Problem → Whenever a line carries the word "shirt", pull it out of the entries.
··· Data listing ···
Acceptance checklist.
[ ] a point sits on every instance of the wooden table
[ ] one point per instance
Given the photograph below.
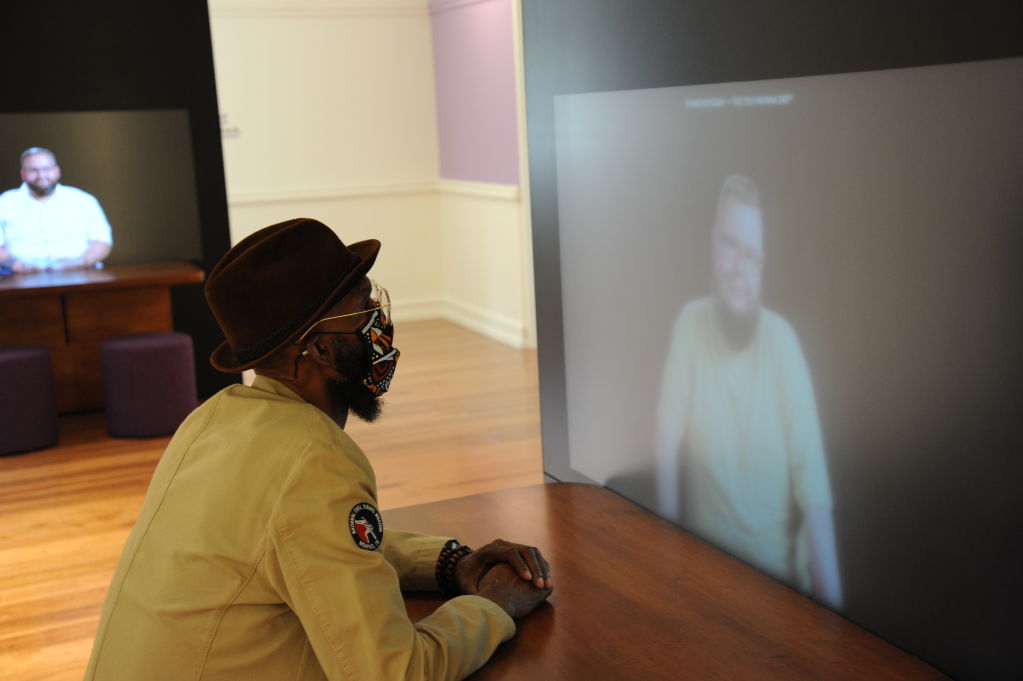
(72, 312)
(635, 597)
···
··· Data listing ···
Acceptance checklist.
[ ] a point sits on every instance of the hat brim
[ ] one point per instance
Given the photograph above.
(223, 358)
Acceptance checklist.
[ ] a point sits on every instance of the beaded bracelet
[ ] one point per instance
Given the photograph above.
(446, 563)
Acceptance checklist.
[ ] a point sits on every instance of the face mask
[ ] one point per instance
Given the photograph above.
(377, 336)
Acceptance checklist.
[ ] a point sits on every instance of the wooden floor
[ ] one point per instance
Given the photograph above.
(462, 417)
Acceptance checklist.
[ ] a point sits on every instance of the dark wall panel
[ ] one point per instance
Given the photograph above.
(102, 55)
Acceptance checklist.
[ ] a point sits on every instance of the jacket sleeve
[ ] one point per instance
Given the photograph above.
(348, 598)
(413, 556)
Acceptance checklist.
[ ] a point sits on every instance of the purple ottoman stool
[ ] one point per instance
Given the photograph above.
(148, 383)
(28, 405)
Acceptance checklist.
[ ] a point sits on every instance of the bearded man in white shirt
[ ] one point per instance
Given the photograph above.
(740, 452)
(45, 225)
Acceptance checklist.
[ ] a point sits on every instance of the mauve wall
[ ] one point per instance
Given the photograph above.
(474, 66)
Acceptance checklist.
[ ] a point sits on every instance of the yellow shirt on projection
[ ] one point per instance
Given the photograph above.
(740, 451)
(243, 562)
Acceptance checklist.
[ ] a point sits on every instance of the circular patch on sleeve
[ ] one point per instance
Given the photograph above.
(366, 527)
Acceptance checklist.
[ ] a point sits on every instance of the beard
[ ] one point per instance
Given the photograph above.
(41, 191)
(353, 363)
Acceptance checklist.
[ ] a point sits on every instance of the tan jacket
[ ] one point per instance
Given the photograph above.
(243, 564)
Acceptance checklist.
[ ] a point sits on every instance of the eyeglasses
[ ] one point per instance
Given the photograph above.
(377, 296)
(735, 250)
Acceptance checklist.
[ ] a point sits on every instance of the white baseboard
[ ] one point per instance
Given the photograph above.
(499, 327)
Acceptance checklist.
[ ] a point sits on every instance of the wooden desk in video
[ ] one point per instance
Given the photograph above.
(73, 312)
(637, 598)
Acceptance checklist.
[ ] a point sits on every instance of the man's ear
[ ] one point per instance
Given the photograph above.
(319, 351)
···
··· Data listing ···
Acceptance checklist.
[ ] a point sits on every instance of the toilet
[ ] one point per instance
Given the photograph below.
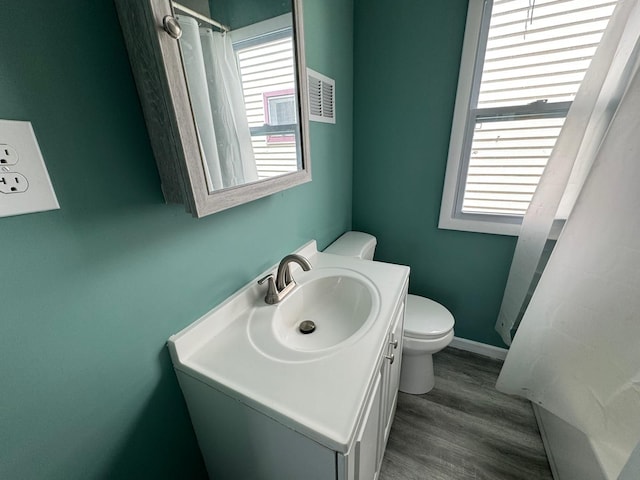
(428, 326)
···
Solution for this problem →
[ ] a point sits on every instance of the bearded man in white shirt
[ ] a point sits on every instance of the yellow shirt on projection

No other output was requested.